Passage —
• • • • •

The 2020 market crash is now in the rear-view mirror. For many investors, the coronavirus sell-off our first real crash apart from the Fed-induced pullback back in late 2018, which felt more like a severe correction than a crash.
In February and March, stocks fell the fastest since 1987. Given how violent the initial wave of selling was, many new investors gave into fear, selling stocks at a loss, while many others stayed the course, but are now kicking themselves for not having bought anything before that V-shaped recovery.
If you’re a beginner investor who was paralyzed by shock in the heat of the moment, you may not have bought much (or anything) in March. If you didn’t sell stocks in the heat of the moment, though, you should think of yourself as a winner because odds are, you’ve (mostly) recovered from the meltdown.
Buying dips and crashes is easier said than done, and many of us learned this the hard way earlier in the year. Warren Buffett, the greatest investor of our time, didn’t do a remarkable amount of buying when the market tanked either.
He, like you, didn’t know a V-shaped bounce was coming, nor does he have any crystal ball that tells him where the markets are headed over the near-term. So, stop kicking yourself for not having navigated the 2020 market crash in an optimal fashion and treat the whole ordeal as a learning experience.
This piece will have a look at three main lessons from the 2020 market crash for beginners should takeaway.
When new risks arise, balance them in your portfolio
When the coronavirus hit, the markets largely shrugged it off until February 20, when the disruptive potential of the insidious virus finally set in. Back in January, when the virus was mostly contained to specific geographies, it was foolish (that’s a lower-case “f”) to underestimate the pandemic risk of the novel coronavirus.

• • • • •

Extracted material —
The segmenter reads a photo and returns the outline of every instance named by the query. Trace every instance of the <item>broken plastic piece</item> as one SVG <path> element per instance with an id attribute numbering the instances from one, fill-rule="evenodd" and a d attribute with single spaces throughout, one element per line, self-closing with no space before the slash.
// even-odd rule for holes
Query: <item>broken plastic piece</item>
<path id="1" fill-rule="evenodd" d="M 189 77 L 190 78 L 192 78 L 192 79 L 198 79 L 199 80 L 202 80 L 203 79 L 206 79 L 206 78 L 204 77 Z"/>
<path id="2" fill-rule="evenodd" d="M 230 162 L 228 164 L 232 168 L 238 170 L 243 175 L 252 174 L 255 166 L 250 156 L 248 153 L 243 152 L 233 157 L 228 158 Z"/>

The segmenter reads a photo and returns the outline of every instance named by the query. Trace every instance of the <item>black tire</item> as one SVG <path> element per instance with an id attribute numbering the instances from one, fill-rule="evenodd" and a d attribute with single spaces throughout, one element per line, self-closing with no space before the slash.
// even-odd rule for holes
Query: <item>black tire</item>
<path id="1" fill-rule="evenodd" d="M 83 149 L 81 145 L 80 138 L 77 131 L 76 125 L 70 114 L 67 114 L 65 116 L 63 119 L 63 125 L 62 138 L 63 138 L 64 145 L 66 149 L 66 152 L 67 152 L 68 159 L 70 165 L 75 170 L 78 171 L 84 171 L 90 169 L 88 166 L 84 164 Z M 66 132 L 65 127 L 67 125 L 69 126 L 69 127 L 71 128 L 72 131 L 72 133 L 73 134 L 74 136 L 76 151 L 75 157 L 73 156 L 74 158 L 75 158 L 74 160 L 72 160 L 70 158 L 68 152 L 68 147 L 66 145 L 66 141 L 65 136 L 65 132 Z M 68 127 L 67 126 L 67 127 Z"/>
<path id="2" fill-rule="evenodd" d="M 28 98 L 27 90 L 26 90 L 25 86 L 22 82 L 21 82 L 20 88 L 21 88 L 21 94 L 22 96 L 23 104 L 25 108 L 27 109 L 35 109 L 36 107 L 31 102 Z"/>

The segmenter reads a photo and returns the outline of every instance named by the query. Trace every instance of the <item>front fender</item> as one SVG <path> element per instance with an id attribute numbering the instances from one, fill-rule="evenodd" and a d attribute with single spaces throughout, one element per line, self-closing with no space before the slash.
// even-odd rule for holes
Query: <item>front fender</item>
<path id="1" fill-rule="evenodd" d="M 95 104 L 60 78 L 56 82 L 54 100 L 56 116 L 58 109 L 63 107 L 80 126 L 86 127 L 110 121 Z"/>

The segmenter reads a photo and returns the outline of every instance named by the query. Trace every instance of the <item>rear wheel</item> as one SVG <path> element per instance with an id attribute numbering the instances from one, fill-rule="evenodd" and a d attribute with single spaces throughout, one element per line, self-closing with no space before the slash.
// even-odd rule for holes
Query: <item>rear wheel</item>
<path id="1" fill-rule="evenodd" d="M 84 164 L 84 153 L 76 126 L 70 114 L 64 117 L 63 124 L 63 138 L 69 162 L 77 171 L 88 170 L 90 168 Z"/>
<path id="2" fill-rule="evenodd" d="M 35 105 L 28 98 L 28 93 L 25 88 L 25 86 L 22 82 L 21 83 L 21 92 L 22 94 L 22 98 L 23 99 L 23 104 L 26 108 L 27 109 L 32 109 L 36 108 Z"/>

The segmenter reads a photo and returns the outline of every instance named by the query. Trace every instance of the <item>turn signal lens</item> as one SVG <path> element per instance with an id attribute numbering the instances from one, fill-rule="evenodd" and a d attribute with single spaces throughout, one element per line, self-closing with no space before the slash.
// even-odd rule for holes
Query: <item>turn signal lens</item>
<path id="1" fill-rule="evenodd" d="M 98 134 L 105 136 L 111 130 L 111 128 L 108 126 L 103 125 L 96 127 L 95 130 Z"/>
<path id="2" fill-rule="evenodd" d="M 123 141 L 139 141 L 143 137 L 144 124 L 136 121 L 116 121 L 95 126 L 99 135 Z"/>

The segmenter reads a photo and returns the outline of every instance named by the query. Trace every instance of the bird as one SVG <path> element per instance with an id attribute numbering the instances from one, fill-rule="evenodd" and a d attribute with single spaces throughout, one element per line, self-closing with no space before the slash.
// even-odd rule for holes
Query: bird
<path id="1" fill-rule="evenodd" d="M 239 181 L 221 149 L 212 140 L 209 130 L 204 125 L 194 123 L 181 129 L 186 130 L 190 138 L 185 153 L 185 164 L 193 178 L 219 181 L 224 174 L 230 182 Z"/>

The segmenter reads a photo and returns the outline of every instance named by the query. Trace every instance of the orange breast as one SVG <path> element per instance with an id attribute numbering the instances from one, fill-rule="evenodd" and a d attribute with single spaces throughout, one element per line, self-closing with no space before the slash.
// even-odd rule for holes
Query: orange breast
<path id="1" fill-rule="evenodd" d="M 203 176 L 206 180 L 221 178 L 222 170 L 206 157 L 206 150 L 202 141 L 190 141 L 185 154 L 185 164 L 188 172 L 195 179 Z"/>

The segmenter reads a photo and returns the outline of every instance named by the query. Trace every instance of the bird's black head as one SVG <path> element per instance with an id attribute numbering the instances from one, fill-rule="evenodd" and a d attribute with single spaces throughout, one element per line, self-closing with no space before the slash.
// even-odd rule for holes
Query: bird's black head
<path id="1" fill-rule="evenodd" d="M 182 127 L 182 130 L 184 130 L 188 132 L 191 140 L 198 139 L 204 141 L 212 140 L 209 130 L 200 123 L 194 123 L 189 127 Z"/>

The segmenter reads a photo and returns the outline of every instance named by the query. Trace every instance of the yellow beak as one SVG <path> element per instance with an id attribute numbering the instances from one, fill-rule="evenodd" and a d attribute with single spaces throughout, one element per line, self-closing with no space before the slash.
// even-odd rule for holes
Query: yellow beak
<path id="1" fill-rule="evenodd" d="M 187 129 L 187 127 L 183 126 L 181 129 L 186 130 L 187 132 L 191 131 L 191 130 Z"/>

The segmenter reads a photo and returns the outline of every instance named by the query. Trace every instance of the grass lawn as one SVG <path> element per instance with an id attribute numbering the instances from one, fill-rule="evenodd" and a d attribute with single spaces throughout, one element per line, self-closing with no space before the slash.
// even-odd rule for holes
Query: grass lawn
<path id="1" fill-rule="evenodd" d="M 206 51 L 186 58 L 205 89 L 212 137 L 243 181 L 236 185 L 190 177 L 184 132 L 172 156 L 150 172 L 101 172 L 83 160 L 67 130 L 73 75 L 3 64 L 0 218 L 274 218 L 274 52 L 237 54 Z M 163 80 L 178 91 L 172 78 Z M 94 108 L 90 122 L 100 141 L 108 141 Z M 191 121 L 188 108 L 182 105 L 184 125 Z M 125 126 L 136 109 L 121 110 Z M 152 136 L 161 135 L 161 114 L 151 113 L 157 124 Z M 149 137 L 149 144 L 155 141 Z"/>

• • • • •

Brief —
Continue the article on lessons from the 2020 market crash, picking up right after its last sentence.

Result of this task —
It was tough to gauge the severity of the risk brought forth by COVID-19 at the time because nobody knew it would cause one of the worst pandemics since the Spanish Flu. But for prudent investors, it was a severe risk nevertheless. That’s why I urged investors to sell all their shares of Air Canada back in January before they proceeded to lose over 70% of their value amid the 2020 market crash.
If a risk arises, you should gauge the full range of possibilities and prepare your portfolio accordingly. At the time, I saw barely any upside in airline stocks because of their overvaluation and their vulnerability to the threat of a rapidly-spreading novel virus.
Don’t look for reasons to sell, because you’ll find them
If you’re feeling rattled after a significant downward day or week, please don’t go searching for bearish financial content because you’re going to find it, and it’s going to feed your confirmation bias and your fears. Eventually, you’ll run into a bear piece that you’ll subscribe to, inspiring you to panic-sell stocks at a loss. Doing such is the biggest sin for investors. So, come the next market crash, don’t go looking for reasons to sell because you will find them.
Sometimes you need to embrace the pain of going against the grain
Going against the grain is hard. It hurts, especially with people talking about the possibility of an unprecedented “global depression.”
But after stocks decline excessively, sometimes you need to find it within you to hold your nose and buy something, anything.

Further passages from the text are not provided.